PROBLEM TO SOLVE.
Give every line of the material again, exactly as written.

INPUT ROWS.

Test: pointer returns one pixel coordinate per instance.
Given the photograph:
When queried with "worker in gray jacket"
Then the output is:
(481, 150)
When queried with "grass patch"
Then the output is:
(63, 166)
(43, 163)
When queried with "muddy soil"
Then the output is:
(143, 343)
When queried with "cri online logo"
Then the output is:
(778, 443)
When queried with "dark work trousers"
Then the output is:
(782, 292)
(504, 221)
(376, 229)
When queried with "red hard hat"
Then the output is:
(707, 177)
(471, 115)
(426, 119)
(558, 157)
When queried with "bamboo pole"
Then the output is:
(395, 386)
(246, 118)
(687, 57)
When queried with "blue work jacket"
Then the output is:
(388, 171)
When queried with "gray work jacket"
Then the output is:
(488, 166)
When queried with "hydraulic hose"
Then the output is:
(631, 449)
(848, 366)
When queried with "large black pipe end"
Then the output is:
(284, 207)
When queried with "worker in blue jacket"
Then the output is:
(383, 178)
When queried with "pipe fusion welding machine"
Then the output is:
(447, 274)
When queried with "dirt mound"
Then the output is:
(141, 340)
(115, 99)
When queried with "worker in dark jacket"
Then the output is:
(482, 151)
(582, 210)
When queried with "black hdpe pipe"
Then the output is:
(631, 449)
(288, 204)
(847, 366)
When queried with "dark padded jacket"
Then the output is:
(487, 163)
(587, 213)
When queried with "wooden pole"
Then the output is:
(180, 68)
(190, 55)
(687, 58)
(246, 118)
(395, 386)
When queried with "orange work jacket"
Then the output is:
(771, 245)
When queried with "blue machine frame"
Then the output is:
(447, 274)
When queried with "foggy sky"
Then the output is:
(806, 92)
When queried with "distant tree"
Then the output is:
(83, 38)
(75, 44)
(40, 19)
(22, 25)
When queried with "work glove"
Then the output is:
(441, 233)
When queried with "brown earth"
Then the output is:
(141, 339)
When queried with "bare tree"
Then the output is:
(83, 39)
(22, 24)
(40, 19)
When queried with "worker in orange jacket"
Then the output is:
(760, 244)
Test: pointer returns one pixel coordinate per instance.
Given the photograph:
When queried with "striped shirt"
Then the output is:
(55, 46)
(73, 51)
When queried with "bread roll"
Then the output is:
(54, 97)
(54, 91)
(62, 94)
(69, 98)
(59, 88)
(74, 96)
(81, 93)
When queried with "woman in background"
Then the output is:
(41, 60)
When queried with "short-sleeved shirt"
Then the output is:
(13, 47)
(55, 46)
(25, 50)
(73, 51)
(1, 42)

WRITTEN RESPONSE.
Test: pointer returns one pixel coordinate per instance.
Given the photograph:
When queried with "worker in gray jacket"
Then the output is:
(481, 150)
When queried with "grass patch"
Then the output is:
(63, 166)
(43, 163)
When queried with "muddy soil"
Then the output is:
(143, 343)
When queried with "cri online logo"
Then the output is:
(778, 443)
When queried with "dark work trousers"
Then the output is:
(782, 292)
(504, 221)
(376, 229)
When queried with "red hard hat"
Then the output is:
(707, 177)
(471, 115)
(426, 119)
(558, 157)
When queried with "bamboo pole"
Then the output is:
(395, 386)
(246, 118)
(687, 57)
When queried with "blue work jacket"
Then the output is:
(388, 171)
When queried with "gray work jacket"
Then the output is:
(488, 166)
When queried with "hydraulic hose"
Then the output is:
(631, 449)
(848, 366)
When queried with "large black pipe end"
Then the output is:
(284, 207)
When queried with "worker in blue jacket"
Then the output is:
(383, 178)
When queried with "pipe fusion welding machine"
Then the output is:
(447, 274)
When queried with "dirt mound"
Then the output is:
(141, 340)
(115, 99)
When queried with "worker in dark jacket"
Then the output is:
(482, 151)
(582, 210)
When queried with "black hdpe pipe"
Then the output is:
(631, 449)
(288, 204)
(847, 366)
When queried with "dark padded jacket"
Then the output is:
(487, 163)
(587, 213)
When queried with "wooden pole"
Then the output is:
(180, 68)
(190, 55)
(687, 58)
(246, 118)
(395, 386)
When queried with "orange work jacket"
Then the output is:
(771, 245)
When queried with "blue machine frame"
Then the output is:
(447, 274)
When queried with "foggy sky"
Then the output is:
(806, 92)
When queried with "distant tree"
Then the output is:
(83, 38)
(75, 44)
(40, 19)
(22, 25)
When queried with "work glove"
Then the output is:
(441, 233)
When queried with "brown earth"
Then the output is:
(141, 339)
When queried with "bare tree"
Then the output is:
(83, 39)
(22, 24)
(40, 19)
When queried with "worker in orange jacket"
Then the output is:
(760, 244)
Test: pointer returns one pixel coordinate per instance.
Given the photograph:
When queried with "striped shirt"
Then the output is:
(55, 46)
(73, 51)
When queried with "bread roll"
Then the output is:
(54, 97)
(54, 91)
(62, 94)
(69, 98)
(59, 88)
(74, 96)
(81, 93)
When queried with "woman in background"
Then the output is:
(41, 60)
When queried with "short-sleeved shirt"
Then the output is:
(13, 47)
(55, 46)
(25, 50)
(73, 51)
(1, 42)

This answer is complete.